◆ ACTION ITEM
Omit the images and reproduce the rest of the entries exactly.

──────── EXERCISE INPUTS

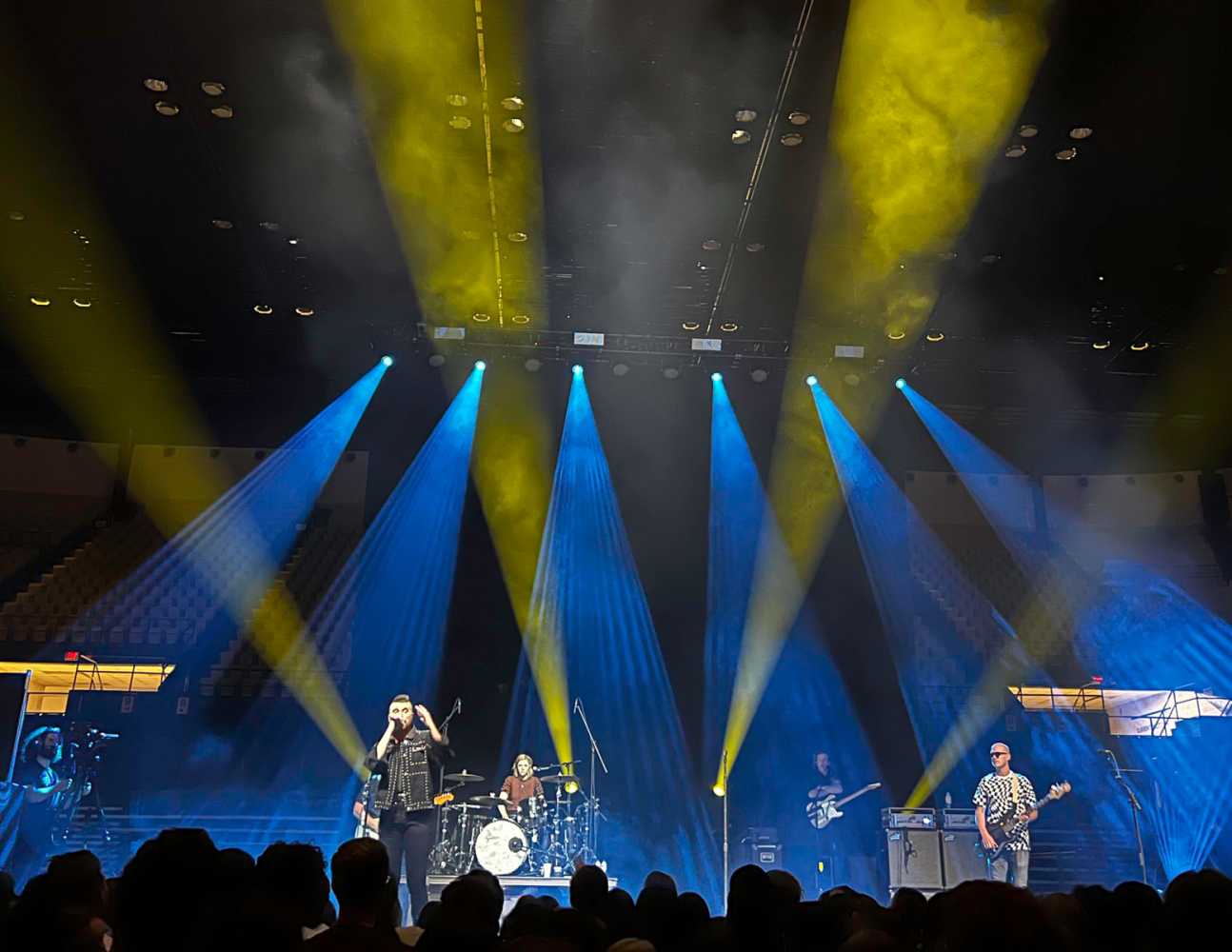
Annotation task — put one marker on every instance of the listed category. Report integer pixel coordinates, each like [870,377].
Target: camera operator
[37,772]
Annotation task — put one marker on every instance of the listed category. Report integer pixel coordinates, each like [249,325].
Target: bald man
[1004,795]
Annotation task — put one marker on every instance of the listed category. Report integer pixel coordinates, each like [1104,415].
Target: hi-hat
[464,777]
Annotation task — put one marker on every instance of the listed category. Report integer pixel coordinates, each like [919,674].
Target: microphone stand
[593,831]
[1135,809]
[440,772]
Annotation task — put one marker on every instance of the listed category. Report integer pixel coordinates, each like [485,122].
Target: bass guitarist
[1001,796]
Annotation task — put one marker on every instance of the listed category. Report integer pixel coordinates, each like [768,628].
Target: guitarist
[1000,796]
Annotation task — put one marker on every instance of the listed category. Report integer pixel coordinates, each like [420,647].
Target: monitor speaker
[960,858]
[914,859]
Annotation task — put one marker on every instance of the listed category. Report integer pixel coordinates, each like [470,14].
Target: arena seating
[318,557]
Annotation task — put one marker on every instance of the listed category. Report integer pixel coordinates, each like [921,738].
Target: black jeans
[407,838]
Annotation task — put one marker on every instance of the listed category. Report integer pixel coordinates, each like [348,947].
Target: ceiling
[201,221]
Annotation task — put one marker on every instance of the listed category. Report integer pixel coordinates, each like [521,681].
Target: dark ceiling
[635,105]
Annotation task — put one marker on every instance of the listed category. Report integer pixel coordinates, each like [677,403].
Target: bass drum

────────────────

◆ TASK ANSWER
Annotation task — put one marker on every instance of the listed category. Report integer pixel coordinates, each like [870,377].
Target: camera operator
[37,772]
Annotation task — put one marker on every instance of the listed category. Report integer pixel coordinates, each like [249,325].
Target: bald man
[1004,795]
Annotation task — put one marker on every instance of the listed category. Report integer pixel coordinates, each like [1104,415].
Target: hi-hat
[464,777]
Annotation task — put one marker on every instance of the listed category. Report integer pixel coordinates, each like [919,674].
Target: microphone stand
[593,831]
[1135,809]
[440,772]
Annotation task — put one marker on every instance of the listed category. Report integer pixel coordinates, each like [485,122].
Target: bass guitarist
[1001,796]
Annotation task — put one marker on every instance of the listed category. Report integer pixel coordinates, each like [768,628].
Target: guitarist
[1000,796]
Annotation task — put one marker on every instance of the listed category. Report integer pixel coordinates, each like [420,647].
Target: monitor speaker
[960,858]
[914,859]
Annotation task — put one marker on every instance of the listed category. Report integer pixel coordinates, each like [470,14].
Target: arena seating
[318,557]
Annotation task — put one marker on every instance of the listed category. Report integer pixel coordinates, each like [921,738].
Target: black jeans
[407,838]
Annotation task — put one marker on every instance of the listed category. Report integer pixel coordinates, each like [348,947].
Target: ceiling
[201,221]
Annotation task — put one marker on every instance of the listed category. Report integer pixel coordinates, each like [521,681].
Target: dark ceiling
[635,105]
Annotation task — put one marker on every instance of the listed category. Report integer pixel coordinates, each like [677,403].
Target: bass drum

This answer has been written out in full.